--- START OF Working data ---

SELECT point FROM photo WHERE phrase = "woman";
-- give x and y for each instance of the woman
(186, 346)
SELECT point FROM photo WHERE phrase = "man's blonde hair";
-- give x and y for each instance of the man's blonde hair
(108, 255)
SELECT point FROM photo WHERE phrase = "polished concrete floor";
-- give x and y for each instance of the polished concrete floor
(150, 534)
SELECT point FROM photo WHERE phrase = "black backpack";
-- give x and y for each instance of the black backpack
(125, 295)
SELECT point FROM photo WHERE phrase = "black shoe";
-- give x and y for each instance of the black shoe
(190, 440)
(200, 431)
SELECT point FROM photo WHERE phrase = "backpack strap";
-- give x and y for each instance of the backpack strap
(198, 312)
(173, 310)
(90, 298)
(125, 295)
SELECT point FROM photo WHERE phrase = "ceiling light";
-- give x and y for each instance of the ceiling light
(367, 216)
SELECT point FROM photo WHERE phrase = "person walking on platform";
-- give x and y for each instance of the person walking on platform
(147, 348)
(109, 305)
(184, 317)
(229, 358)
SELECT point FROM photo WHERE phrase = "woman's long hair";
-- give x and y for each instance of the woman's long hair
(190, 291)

--- END OF Working data ---

### What to work on
Can you edit the records above so that every "give x and y" is replaced with "list the x and y coordinates" and nothing else changes?

### Solved problem
SELECT point FROM photo WHERE phrase = "woman";
-- list the x and y coordinates for each instance of the woman
(186, 346)
SELECT point FROM photo WHERE phrase = "man's blonde hair";
-- list the x and y coordinates for each instance of the man's blonde hair
(108, 255)
SELECT point FROM photo WHERE phrase = "polished concrete floor";
-- list the x and y coordinates for each instance of the polished concrete floor
(150, 534)
SELECT point FROM photo WHERE phrase = "black backpack";
-- list the x and y coordinates for each instance of the black backpack
(125, 295)
SELECT point FROM photo WHERE phrase = "black shoe";
-- list the x and y coordinates for each instance of the black shoe
(190, 440)
(200, 431)
SELECT point FROM photo WHERE phrase = "backpack strap";
-- list the x and y coordinates for each instance of the backpack strap
(198, 312)
(173, 310)
(90, 298)
(125, 295)
SELECT point FROM photo WHERE phrase = "ceiling light";
-- list the x and y coordinates for each instance of the ceiling light
(367, 216)
SELECT point FROM photo WHERE phrase = "person walking on platform";
-- list the x and y coordinates for each instance of the person walking on platform
(147, 348)
(109, 305)
(184, 317)
(229, 358)
SELECT point FROM photo WHERE phrase = "woman's long hair";
-- list the x and y coordinates for each instance of the woman's long hair
(190, 291)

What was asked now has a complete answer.